Backstory: The Parisites

Hundreds of teenagers wait hours in line to meet Paris Hilton, American's premier 'celebutante,' at a mall in California. Our correspondent goes to find out why, exactly.

We have been waiting for five hours. We have paid $100 each for the privilege ("Buy two Eau de Parfum $49/Get autograph in person," say ads).

Surrounded by more radio-armed security personnel than a Danish editorial cartoonist, 500 twitterpated teenagers and I are jammed, cheek-by-shopping-bag, onto the ground floor of the Robinsons-May Department store in this Los Angeles suburb.

We are cordoned tightly onto a tile path that winds like the Yellow Brick Road through acres of retail clothing to a throne-like podium - empty at the moment - gleaming like Emerald City in the distance.

Paris Hilton - heiress, model/actress, "celebutante" - is about to descend like Glinda, Good Witch of the North, into Munchkin land ... down the escalator from Sporting Goods/Level 2. She will introduce the youthful exuberance and versatility of her fruity new perfume ("as multidimensional as she is," say handouts). She will meet, greet, and sign autographs.

"I'm literally speechless; I can barely stand it," says Kelly Tomlinson, 18, a self-described "Paris Hilton nut," who looks as if she may ascend a balcony of mannequins and burst into the refrain from "Hakuna Matata."

Fifteen-year-old Martina Etheridge, her face frozen like MacCauley Culkin's eye-bulging mugshot from "Home Alone," could benefit from some deep breathing. "If I flare up, spray me off with that fire extinguisher," she says.

Next: screams.

As Paris Hilton's freshly coifed blond locks finally descend into view, twinkling in TV flood lights and falling over tan shoulders and a lycra-tight dress, there is a department store full of high-pitched, Janet-Leigh-in-"Psycho" shrieks.

Such reactions offer some proof that Paris Hilton has reached Western capitalism's highest color category: "red hot." Here to promote her third new woman's fragrance ("Just Me by Paris Hilton"), Hilton is still getting her legs as a successful marketing commodity and teen idol. Exactly how she did this is confusing to some but not to Harry Garcia, a teenager with one of those early attempts at a beard, who also sports a Hilton tattoo from arm pit to belly button ... and is gyrating like Chubby Checker to show it.

Given request: From the Paris Hilton article, quote the passage between "Backstory: The Parisites" and "Los Angeles suburb.", inclusive.

Extracted material:
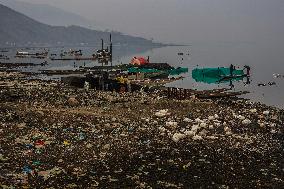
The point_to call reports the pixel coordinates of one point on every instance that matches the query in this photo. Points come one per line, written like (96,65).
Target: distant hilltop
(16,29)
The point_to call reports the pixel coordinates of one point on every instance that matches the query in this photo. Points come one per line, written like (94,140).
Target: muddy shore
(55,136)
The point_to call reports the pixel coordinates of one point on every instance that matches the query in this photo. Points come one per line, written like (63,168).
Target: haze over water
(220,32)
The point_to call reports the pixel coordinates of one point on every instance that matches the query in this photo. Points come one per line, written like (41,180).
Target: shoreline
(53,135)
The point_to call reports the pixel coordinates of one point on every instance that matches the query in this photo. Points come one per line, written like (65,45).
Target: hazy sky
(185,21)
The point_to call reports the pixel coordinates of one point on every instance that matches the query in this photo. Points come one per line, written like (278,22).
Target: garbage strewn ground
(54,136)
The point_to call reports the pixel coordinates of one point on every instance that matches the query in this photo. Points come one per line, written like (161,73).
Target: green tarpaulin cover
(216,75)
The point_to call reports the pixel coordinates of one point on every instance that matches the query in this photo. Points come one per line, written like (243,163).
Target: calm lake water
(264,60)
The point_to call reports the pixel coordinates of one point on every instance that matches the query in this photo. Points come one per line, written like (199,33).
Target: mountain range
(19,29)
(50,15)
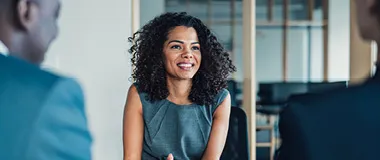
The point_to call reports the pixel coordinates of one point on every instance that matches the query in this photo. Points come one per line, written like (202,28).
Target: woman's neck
--
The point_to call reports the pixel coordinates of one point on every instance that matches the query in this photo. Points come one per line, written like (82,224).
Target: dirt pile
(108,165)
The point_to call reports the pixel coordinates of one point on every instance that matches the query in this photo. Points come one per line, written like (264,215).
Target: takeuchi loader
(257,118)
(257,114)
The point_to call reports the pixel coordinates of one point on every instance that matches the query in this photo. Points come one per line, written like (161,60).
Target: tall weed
---
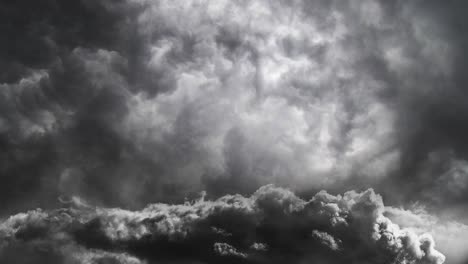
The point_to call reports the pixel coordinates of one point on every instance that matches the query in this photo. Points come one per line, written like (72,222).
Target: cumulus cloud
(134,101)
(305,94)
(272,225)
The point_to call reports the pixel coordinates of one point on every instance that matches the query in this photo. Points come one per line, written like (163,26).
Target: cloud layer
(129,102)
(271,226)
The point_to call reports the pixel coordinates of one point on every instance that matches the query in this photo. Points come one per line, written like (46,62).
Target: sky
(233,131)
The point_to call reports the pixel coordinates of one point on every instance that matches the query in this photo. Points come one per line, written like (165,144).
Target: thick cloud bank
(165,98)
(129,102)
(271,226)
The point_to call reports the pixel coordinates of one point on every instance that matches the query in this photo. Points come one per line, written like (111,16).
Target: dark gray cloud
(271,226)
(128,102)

Full response:
Backstory: The Parisites

Hundreds of teenagers wait hours in line to meet Paris Hilton, American's premier 'celebutante,' at a mall in California. Our correspondent goes to find out why, exactly.

We have been waiting for five hours. We have paid $100 each for the privilege ("Buy two Eau de Parfum $49/Get autograph in person," say ads).

Surrounded by more radio-armed security personnel than a Danish editorial cartoonist, 500 twitterpated teenagers and I are jammed, cheek-by-shopping-bag, onto the ground floor of the Robinsons-May Department store in this Los Angeles suburb.